**Entries supplied**
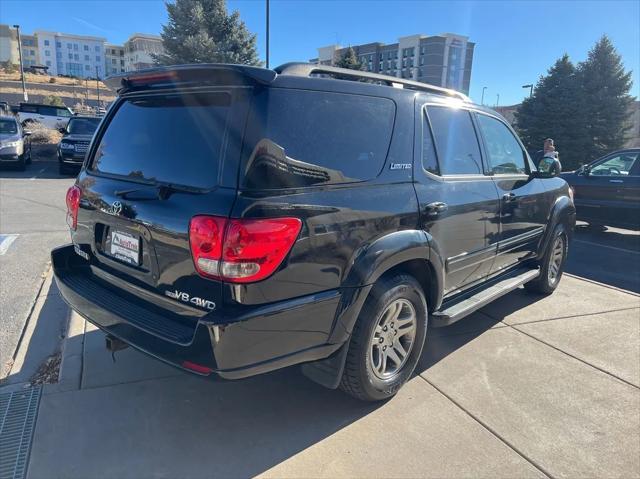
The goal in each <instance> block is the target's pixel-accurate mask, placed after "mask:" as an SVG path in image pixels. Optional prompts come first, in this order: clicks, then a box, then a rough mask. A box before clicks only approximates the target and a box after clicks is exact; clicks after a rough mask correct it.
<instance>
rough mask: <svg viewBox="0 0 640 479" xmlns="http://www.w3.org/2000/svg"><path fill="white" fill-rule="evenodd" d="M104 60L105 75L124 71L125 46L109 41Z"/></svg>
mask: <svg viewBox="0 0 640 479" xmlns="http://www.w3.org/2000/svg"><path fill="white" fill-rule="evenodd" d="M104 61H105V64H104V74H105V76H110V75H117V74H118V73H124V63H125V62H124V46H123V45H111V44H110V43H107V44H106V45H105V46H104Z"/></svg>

* * *

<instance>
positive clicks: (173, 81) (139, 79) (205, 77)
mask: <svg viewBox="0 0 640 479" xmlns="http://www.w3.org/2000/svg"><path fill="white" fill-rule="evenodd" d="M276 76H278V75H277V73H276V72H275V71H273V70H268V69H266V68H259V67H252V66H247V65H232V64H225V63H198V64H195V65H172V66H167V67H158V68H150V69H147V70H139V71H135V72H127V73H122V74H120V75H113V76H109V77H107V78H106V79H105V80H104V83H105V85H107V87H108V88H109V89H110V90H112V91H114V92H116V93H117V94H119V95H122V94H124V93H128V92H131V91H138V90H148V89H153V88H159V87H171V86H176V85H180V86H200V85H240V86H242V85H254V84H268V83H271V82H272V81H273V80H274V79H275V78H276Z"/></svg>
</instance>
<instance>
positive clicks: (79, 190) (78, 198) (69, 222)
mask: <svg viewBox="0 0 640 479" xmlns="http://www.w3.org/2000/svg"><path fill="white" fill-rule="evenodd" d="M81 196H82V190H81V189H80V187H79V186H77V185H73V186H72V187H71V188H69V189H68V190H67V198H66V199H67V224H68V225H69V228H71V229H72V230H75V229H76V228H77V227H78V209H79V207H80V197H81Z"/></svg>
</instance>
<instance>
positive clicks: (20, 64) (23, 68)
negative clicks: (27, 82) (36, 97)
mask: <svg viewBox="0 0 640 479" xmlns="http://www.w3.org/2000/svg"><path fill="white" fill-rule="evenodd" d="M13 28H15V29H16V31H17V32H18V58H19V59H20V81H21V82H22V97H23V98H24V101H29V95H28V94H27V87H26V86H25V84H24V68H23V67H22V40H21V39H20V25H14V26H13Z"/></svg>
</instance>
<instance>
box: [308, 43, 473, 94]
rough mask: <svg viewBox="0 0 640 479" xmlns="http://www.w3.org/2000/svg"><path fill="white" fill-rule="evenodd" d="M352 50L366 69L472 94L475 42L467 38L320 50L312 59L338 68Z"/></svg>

* * *

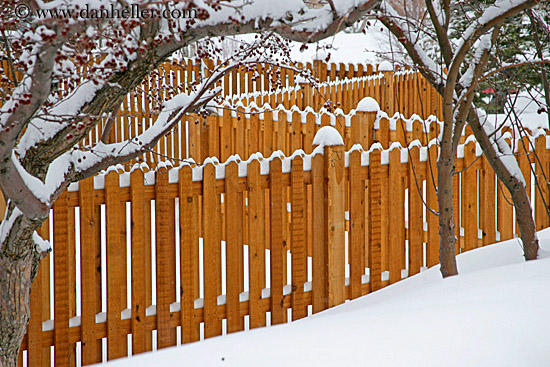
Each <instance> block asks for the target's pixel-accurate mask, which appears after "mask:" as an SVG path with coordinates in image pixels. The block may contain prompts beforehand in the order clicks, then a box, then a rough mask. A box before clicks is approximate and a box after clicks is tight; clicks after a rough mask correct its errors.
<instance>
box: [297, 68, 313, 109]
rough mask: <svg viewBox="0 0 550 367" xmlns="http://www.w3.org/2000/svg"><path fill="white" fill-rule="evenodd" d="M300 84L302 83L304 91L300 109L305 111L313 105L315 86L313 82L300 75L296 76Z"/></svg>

**Work required**
Show each line above that contains the string "pixels". Case counts.

**Solution for this task**
The goal in each <instance> block is the target's pixel-accurate mask, placed after "mask:" as an SVG path in image pixels. Optional prompts come first, in this order: clicks, then a box, then a rough mask. A box before clicks only approximates the target and a box after clicks is exact; clicks after a rough mask correct it.
Each <instance> block asks for the target's pixel-accurate mask, which appears after "mask:" as an SVG path with coordinates in image pixels. The block may contain prompts beforehand in the order clicks, then a box, then a rough mask. A box before clicks is approximate and a box after clicks is tight; clicks after a rough mask correct its errors.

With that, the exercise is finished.